→ **Given exercise**
Find the line that contains "Put a dot on each instance of the main landing". Output it and every line after it to the end of the records, exactly as they appear.

===== Information supplied

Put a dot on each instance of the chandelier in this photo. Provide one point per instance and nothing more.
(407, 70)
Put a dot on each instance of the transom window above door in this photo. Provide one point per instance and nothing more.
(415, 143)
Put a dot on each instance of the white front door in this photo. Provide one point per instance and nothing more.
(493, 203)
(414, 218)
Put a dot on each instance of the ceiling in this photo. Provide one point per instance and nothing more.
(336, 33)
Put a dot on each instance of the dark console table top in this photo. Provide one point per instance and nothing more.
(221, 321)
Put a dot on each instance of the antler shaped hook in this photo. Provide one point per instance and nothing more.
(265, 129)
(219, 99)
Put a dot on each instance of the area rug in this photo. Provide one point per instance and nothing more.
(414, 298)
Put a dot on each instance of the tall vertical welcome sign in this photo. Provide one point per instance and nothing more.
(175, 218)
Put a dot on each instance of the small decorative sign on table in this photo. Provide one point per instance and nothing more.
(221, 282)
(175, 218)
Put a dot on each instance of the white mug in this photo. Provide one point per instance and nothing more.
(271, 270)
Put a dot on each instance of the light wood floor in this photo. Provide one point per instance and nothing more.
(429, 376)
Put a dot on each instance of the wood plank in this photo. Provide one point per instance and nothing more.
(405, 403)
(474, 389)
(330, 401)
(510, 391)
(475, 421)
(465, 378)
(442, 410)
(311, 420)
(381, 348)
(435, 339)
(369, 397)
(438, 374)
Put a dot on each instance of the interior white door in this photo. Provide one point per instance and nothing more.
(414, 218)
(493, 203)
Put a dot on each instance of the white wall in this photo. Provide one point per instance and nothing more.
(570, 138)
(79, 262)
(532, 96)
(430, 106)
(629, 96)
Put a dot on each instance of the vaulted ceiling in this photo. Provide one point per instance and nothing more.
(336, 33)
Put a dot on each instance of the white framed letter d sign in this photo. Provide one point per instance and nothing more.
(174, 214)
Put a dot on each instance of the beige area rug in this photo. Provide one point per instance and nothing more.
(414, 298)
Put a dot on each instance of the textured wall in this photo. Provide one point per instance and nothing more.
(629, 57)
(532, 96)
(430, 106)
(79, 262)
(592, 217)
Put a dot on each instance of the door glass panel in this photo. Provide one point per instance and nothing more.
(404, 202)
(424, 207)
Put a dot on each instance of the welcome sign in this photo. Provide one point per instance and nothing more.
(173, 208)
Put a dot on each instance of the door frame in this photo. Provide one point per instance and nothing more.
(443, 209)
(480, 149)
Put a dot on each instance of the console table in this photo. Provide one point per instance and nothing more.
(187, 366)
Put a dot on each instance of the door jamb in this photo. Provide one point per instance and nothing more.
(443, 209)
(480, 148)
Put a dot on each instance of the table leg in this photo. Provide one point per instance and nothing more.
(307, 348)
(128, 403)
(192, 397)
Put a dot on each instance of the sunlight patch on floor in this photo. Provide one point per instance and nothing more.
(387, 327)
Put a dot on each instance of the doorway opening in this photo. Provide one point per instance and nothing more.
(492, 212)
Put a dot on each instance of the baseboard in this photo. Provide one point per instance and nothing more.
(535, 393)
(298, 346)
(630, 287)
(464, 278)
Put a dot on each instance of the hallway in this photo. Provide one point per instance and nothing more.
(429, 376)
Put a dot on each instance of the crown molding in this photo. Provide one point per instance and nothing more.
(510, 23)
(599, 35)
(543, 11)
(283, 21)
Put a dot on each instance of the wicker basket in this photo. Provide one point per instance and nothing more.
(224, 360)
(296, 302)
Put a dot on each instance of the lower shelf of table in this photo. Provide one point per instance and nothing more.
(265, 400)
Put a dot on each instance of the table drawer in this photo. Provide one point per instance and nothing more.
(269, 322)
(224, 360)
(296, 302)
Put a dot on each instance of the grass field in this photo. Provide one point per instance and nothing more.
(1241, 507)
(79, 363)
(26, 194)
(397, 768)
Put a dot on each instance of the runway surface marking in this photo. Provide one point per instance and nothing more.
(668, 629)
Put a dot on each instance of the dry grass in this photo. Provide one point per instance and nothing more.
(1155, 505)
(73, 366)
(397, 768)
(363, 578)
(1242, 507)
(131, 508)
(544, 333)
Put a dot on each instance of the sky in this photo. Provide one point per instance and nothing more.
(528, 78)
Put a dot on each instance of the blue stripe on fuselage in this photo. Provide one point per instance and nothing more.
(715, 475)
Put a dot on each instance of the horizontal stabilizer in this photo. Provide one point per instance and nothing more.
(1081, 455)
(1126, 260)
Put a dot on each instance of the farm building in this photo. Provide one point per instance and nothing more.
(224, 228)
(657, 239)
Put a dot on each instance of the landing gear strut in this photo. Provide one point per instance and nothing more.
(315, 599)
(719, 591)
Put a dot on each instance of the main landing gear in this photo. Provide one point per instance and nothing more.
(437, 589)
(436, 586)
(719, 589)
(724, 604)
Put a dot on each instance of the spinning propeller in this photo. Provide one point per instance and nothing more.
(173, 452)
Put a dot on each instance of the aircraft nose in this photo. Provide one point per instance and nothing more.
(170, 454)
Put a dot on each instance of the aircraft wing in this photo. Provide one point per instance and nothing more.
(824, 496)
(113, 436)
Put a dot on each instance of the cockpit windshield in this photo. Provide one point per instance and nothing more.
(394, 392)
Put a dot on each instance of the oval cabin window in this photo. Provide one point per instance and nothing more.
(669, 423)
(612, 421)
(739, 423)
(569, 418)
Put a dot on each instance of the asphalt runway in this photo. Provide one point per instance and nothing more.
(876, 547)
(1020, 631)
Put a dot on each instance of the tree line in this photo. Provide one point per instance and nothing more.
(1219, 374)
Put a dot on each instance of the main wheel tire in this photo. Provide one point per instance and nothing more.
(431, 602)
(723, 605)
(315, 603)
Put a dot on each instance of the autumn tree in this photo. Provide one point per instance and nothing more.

==========

→ **Answer to the exercise**
Put a dot on each instance of the main landing gear in this photo. Provide one point per instance and nothing more.
(437, 589)
(436, 586)
(719, 589)
(724, 604)
Put a dot on each instance of the spinning propeller in this photo. Provide one point per instance and nothing more.
(173, 452)
Put a dot on each instance of the aircraft nose in this photo. Provide one point per instance and nothing more.
(170, 454)
Put a dot on each instance of the aircraft wing in this photo. Provide one point per instance and nothing more.
(824, 496)
(113, 436)
Put a dot on each instance of the cockpit windshield in this photo. Provide one point per instance and nothing more.
(394, 392)
Put a dot on each instance of the oval cabin window in this photo. Provide one point per instance and nothing more.
(669, 423)
(612, 421)
(739, 423)
(569, 418)
Put a dot on each instance of the asphalt runway in this photo. Provide one point per instance and nothing more.
(876, 547)
(1020, 631)
Put a dot on each instance of the tree line in this photo. Provide one point per instance and nothing more.
(1219, 374)
Put a dot on each instance of the main wheel tire in this photo. Provide one point per instance and nothing more.
(431, 602)
(723, 605)
(315, 603)
Put a dot on each instance of the autumn tree in this photo. Provide one point per instance and nothing more.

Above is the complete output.